Questions to answer =
1. In the text on Medicaid budget cuts, how much does the Payment Improvement Initiative project in savings for 2015?
2. Return the part of the text on Medicaid budget cuts that opens with the words containing "Republicans' insistence that" and closes with "what’s been proposed.".
3. Resume the text on Medicaid budget cuts from where it stops.

Text shown =

-- -- --

The cuts recommended by the Department of Human Services to plug the state Medicaid program’s budget shortfall in 2014 and 2015 have caused a stir because they include cuts to Level 3 nursing-facility care, as we noted in this week’s Reporter. The image of grannies getting the boot from nursing homes is, to say the least, not politically popular, but Republican lawmakers insist that these cuts will not really come to pass.
“Personally, I don’t think it will have to be cut,” House Majority Leader Bruce Westerman told me today. “I think there are other ways to find the money in the system to make it more efficient and effective.”
One thing to keep in mind as Republicans allege that making Medicaid more efficient could plug the budget hole (the old “waste, fraud, and abuse” line) is that DHS’s proposed budget already factors in significant savings from the program’s new Payment Improvement Initiative, a major reform of the payment system that would seek efficiencies both in how providers are paid and how services are provided. This is worth highlighting: that idea of saving money by making Medicaid more efficient and combatting waste, fraud, and abuse—it’s already in the budget! Indeed, Arkansas Medicaid Director Andy Allison told me last week that the projected savings from the Initiative—$15 million in 2014 and $65 million in 2015—are “very aggressive.”
Republicans' insistence that there are other ways for the state Medicaid program to save money comes despite a program review undertaken by Allison and his staff that examined every possible avenue of cuts. Allison, a health economist with more than a decade of experience researching and running Medicaid programs, called it the most thorough review ever undertaken at DHS. Allison has been adamant that, though the proposed cuts are harmful, they are the least harmful option legally available (some spending is locked in because of federal law). In other words, according to Allison, any “other ways” to trim money are even worse than what’s been proposed.

-- -- --

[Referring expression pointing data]

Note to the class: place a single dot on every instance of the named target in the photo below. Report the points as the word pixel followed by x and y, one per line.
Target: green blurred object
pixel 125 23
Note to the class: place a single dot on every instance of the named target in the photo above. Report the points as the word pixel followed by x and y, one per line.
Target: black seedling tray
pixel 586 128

-- -- --

Answers given =
1. $65 million.

2.
Republicans' insistence that there are other ways for the state Medicaid program to save money comes despite a program review undertaken by Allison and his staff that examined every possible avenue of cuts. Allison, a health economist with more than a decade of experience researching and running Medicaid programs, called it the most thorough review ever undertaken at DHS. Allison has been adamant that, though the proposed cuts are harmful, they are the least harmful option legally available (some spending is locked in because of federal law). In other words, according to Allison, any “other ways” to trim money are even worse than what’s been proposed.

3.
Undaunted, Westerman says that he is “doing research to find out where we can provide higher level of care at lower cost.” He said he was hopeful that “some of these reforms we’re studying” would help plug the hole in lieu of cutting Level-3 nursing-facility care, but said he was “not ready to start discussing them yet.” I asked him to call me when he’s ready to go public with any ideas. We’ll see.
How does Medicaid expansion fit into this discussion? Both Allison and Gov. Mike Beebe have said that projected savings from expansion could be used to plug part of the hole and avoid the cuts to nursing facilities (these projected savings are even greater than originally thought). Westerman said that Medicaid expansion and the proposed DHS cuts were “two separate issues…I don’t think we should be blending them. We need to focus on reform of the existing Medicaid system and make it sustainable before we talk about expanding it.”